══ Trecho citado

A mais importante de todas as influências geográficas foi, todavia, o fato de não ser abundante a queda de chuvas em ambas as regiões, o que constituía um incitamento à iniciativa e à capacidade inventiva. A despeito das inundações anuais dos rios, era insuficiente a umidade deixada no solo para que se produzissem colheitas abundantes. Poucas semanas depois de terem as águas retrocedido, a terra ressequida-se e ficava dura como pedra. Era, consequentemente, necessária a irrigação a fim de tirar inteiro proveito da riqueza do solo.

Em resultado disso, complicados sistemas de represas e canais de irrigação foram construídos há nada menos de 5000 anos atrás, tanto no Egito como na Mesopotâmia. A habilidade matemática, a perícia dos engenheiros e a cooperação social necessária à execução desses projetos foram de vital importância para o pleno desenvolvimento da civilização.

Permanece sem resposta satisfatória à pergunta: qual das duas civilizações, a egípcia ou a mesopotâmia, foi a mais antiga?

Há vários fatos que parecem sugerir a prioridade do Egito. Acima de tudo, os habitantes do vale do Nilo gozavam de vantagens geográficas que eram segadas aos navios da Mesopotâmia: uma atmosfera menos enervante, um clima dos mais salubres e a disponibilidade de metais e boa pedra de construção. Além disso, o Egito estava bem protegido contra a invasão e contra a mistura de povos mais atrasados.

════

• **Ação necessária 1**: Reproduza sem alterações a parte do trecho sobre o Egito e a Mesopotâmia que começa nas palavras "A mais importante" e termina depois de "riqueza do solo.".
• **Ação necessária 2**: Dê continuidade ao texto sobre as civilizações egípcia e mesopotâmica a partir do ponto em que ele termina.
As linhas abaixo não têm nenhuma relação com o trecho citado.

══ Dados apresentados

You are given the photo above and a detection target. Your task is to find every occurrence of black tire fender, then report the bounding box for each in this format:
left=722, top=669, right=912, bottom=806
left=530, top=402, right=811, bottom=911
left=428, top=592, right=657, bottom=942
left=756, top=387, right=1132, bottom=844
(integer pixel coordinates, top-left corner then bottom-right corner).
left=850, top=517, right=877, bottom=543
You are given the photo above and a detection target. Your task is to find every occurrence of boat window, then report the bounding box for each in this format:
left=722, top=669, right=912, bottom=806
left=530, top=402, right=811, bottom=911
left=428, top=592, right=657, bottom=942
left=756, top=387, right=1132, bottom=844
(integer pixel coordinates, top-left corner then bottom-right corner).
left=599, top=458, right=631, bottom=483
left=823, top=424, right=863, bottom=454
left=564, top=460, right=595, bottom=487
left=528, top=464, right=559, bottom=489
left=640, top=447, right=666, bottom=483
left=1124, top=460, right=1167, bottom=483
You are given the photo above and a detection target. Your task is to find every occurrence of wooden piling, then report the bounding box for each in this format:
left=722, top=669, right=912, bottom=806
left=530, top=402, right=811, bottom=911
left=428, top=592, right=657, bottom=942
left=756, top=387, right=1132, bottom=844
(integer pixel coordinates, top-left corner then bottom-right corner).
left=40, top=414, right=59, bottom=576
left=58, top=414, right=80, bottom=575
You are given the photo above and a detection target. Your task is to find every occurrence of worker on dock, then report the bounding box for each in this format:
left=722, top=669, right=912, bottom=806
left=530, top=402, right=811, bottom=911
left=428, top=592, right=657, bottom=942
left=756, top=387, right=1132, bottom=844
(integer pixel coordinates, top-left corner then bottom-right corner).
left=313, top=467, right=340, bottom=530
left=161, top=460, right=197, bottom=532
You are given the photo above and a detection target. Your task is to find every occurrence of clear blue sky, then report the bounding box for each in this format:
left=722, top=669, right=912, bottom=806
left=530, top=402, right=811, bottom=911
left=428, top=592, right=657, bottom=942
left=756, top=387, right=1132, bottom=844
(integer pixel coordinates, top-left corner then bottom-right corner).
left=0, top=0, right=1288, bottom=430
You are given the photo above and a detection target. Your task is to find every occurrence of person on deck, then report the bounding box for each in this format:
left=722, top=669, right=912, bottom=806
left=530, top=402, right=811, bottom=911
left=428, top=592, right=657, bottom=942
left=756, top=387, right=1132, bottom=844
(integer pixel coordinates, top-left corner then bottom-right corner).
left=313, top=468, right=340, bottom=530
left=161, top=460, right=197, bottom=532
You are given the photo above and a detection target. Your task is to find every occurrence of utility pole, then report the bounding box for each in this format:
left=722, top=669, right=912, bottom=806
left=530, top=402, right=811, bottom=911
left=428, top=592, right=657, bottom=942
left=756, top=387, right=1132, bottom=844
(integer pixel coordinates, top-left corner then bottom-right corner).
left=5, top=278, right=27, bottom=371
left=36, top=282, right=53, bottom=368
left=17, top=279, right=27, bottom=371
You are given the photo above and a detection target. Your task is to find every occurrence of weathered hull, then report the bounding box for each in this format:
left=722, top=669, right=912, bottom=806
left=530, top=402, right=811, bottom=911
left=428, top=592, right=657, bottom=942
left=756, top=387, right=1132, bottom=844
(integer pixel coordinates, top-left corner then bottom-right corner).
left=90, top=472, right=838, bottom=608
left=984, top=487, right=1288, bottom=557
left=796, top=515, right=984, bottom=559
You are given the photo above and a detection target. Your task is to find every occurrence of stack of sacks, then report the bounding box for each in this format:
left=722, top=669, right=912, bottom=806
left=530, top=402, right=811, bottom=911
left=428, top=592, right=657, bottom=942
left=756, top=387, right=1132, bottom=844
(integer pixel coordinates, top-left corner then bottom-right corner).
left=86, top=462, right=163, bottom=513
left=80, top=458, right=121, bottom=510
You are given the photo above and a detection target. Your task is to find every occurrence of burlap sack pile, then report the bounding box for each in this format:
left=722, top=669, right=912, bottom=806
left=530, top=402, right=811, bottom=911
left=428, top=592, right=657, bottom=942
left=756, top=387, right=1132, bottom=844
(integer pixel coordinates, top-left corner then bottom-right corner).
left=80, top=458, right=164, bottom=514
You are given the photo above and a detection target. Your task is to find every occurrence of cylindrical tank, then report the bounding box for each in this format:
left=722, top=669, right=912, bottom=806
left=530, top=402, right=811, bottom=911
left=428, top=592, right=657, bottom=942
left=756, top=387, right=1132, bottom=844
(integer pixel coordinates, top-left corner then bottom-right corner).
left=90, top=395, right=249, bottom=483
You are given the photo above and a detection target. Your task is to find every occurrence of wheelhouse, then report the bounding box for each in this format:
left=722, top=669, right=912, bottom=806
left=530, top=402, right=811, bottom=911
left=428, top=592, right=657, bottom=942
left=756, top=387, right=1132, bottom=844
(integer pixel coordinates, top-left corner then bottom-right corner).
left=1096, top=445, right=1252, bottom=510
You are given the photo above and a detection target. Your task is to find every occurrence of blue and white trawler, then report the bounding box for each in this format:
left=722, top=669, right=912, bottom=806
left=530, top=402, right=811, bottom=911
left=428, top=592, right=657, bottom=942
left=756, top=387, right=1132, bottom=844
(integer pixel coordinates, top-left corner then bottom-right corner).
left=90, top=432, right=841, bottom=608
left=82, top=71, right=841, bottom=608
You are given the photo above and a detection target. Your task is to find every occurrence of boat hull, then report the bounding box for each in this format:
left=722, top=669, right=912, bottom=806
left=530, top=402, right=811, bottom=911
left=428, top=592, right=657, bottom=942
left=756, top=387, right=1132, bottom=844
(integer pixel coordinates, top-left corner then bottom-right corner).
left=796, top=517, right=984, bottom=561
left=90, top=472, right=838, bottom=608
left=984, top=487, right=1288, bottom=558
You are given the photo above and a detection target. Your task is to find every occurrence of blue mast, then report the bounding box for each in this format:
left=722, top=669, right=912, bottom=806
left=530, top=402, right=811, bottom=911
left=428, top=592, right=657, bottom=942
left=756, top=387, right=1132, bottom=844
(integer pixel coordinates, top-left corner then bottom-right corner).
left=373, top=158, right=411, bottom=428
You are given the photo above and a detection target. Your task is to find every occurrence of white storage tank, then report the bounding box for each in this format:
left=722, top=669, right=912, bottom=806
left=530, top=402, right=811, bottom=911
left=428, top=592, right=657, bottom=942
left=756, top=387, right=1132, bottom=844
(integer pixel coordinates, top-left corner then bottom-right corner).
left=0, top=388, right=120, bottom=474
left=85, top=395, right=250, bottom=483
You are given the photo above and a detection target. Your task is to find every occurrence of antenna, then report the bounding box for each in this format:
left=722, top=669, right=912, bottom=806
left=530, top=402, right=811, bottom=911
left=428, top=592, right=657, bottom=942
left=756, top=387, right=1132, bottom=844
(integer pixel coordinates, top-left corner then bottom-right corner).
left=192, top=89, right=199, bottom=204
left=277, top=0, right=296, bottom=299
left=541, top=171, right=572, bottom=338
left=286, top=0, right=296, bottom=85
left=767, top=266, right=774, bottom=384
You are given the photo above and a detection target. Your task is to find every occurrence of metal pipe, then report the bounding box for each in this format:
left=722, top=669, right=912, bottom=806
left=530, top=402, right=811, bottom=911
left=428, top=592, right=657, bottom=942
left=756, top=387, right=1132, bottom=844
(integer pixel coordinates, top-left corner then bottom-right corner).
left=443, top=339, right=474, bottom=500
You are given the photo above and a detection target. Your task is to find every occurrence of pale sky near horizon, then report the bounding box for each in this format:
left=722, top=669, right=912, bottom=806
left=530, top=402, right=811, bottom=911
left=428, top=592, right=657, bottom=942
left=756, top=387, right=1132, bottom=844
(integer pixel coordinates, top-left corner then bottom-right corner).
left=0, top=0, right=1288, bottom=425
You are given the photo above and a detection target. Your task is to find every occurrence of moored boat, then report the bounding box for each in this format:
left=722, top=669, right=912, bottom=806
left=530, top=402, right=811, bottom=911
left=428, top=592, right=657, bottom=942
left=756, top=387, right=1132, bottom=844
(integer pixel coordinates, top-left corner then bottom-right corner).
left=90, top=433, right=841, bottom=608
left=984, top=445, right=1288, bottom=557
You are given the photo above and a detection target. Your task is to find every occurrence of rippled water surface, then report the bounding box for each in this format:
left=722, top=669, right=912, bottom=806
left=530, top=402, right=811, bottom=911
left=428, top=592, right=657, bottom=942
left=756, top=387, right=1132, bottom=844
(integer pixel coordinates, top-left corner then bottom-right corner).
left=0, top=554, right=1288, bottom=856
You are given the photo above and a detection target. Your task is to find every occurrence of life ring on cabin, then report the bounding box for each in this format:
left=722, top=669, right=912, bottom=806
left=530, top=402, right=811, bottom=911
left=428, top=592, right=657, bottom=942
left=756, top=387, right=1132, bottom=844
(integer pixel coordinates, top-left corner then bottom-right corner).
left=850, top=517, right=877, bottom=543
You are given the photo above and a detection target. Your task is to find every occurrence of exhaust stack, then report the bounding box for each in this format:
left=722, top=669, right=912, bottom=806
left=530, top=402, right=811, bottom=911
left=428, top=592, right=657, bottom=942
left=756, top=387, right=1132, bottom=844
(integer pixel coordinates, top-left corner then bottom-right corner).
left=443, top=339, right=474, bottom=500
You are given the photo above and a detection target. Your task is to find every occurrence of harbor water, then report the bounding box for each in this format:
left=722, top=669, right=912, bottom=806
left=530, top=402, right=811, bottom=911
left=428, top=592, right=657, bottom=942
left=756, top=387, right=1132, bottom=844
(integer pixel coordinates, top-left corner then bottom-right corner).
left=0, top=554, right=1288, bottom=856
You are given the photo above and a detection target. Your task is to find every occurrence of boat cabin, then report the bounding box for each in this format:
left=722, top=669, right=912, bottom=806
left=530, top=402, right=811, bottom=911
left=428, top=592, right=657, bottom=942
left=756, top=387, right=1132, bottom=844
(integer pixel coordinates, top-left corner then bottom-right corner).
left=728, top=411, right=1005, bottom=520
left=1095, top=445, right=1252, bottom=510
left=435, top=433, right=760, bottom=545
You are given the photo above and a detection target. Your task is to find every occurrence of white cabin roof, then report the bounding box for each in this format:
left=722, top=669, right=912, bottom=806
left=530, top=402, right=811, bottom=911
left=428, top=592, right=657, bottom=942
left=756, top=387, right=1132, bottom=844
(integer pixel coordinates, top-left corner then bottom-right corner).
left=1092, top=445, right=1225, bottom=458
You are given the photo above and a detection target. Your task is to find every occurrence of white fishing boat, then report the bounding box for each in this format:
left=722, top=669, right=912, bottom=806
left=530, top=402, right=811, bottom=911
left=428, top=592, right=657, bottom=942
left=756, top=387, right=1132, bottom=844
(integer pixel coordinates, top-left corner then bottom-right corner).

════

• **Espaço de resposta 1**:
A mais importante de todas as influências geográficas foi, todavia, o fato de não ser abundante a queda de chuvas em ambas as regiões, o que constituía um incitamento à iniciativa e à capacidade inventiva. A despeito das inundações anuais dos rios, era insuficiente a umidade deixada no solo para que se produzissem colheitas abundantes. Poucas semanas depois de terem as águas retrocedido, a terra ressequida-se e ficava dura como pedra. Era, consequentemente, necessária a irrigação a fim de tirar inteiro proveito da riqueza do solo.

• **Espaço de resposta 2**:
A leste e a oeste estendia-se o deserto impervido; ao norte, uma costa sem portos; e, ao sul, as barreiras rochosas de uma série de cataratas obsta às incursões dos selvagens africanos.

Somente pelos dois ângulos setentrionais podia o território ser penetrado com facilidade. Contrastando com isso, a Mesopotâmia era relativamente desprotegida. Nenhuma das suas fronteiras oferecia um grau apreciável de segurança.

Apresentava-se como uma tentação constante às hordas famintas de nômades das montanhas e desertos circundantes.

Em consequência disso, o progresso da evolução cultural estava sujeito a frequentes interrupções provocadas pela invasão de tribos salteadoras.

Até há poucos anos atrás a maioria dos historiadores parecia ter como assente que a civilização egípcia era a mais antiga das duas. Sua convicção se baseia nas conclusões de dois egiptólogos que se contam entre os mais famosos do Mundo, James H.Breasted e Alexandre Moret.

Entre as duas guerras mundiais do século XX, porém, vieram à luz certos fatos que pareciam prover uma considerável influência da Mesopotâmia no vale do Nilo, em data tão recuada como a de 3500 a.C.

Essa influência era exemplificada pelo uso de sinetes cilíndricas, métodos de construção arquitetônica, motivos artísticos e elementos de um sistema de escrita indubitavelmente originado na Mesopotâmia.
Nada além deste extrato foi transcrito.